Required work: Repeat precisely, and only, the lines between the line containing "Target: red banner" and the end of the listing below, both ends included.

* * *

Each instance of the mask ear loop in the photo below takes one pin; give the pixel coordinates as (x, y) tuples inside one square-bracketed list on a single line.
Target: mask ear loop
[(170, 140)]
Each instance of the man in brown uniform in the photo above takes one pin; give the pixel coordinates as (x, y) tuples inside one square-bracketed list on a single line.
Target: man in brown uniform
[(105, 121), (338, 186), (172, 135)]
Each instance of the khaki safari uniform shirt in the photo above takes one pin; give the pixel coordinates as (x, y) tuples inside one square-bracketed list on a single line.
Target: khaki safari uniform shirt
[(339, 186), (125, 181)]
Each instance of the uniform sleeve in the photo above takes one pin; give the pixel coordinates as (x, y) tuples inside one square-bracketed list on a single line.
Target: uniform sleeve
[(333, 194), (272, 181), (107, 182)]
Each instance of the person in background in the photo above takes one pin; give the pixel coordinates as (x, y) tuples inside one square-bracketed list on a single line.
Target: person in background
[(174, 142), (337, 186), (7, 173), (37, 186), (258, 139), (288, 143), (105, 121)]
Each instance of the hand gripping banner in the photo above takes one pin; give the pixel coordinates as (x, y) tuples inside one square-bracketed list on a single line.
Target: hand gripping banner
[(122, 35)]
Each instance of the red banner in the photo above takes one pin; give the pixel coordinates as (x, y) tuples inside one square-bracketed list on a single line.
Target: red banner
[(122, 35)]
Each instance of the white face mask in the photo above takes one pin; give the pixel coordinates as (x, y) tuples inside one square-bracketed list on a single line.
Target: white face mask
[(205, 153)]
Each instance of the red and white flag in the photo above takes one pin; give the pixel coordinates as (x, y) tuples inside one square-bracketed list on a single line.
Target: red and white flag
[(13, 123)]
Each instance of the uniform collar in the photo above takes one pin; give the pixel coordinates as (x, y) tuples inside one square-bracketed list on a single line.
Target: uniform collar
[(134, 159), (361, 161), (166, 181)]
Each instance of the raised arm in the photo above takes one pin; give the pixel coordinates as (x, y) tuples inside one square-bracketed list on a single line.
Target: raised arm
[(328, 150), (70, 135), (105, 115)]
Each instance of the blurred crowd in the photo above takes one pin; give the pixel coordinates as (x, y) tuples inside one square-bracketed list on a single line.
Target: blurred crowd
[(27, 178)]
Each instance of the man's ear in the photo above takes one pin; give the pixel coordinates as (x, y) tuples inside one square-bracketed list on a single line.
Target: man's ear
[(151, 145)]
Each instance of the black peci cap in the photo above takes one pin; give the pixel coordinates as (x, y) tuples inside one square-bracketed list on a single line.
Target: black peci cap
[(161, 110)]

* * *

Result of this task:
Target: red banner
[(122, 35)]
Each instance of the white face mask in the photo above takes one pin; give the pixel coordinates as (x, y) tuples inside one square-bracketed list on a single line.
Target: white face mask
[(205, 153)]
Each instance of the red and white flag in the photo above takes one pin; give the pixel coordinates as (x, y) tuples inside one square-bracketed list on a single line.
Target: red and white flag
[(13, 123)]
Each instance of the uniform collar in the photo above takes one pin; give the pixel coordinates as (x, y) tuples inside one square-bracketed list on a single line.
Target: uniform collar
[(134, 159), (361, 161), (166, 181)]
Each instance of the raised arm in the photo above takes one pin; give the pixel coordinates as (x, y) tuples inside one square-bracketed list on a single line.
Target: raised arm
[(328, 150), (70, 135), (105, 115)]
Each instance of the blurred crowd in the photo above takes one pin; give the pixel coordinates as (x, y) tuples inside one square-bracketed list on a single line.
Target: blurred crowd
[(27, 178)]
Each instance of the man's ear in the photo above takes one pin; give the pixel coordinates as (x, y) tuples inside one square-bracketed list on a single line.
Target: man's ear
[(151, 145)]
Each instance of the black peci cap in the photo above takes one pin; give the pixel coordinates as (x, y) tuples inside one square-bracketed list on a single line.
Target: black peci cap
[(161, 110)]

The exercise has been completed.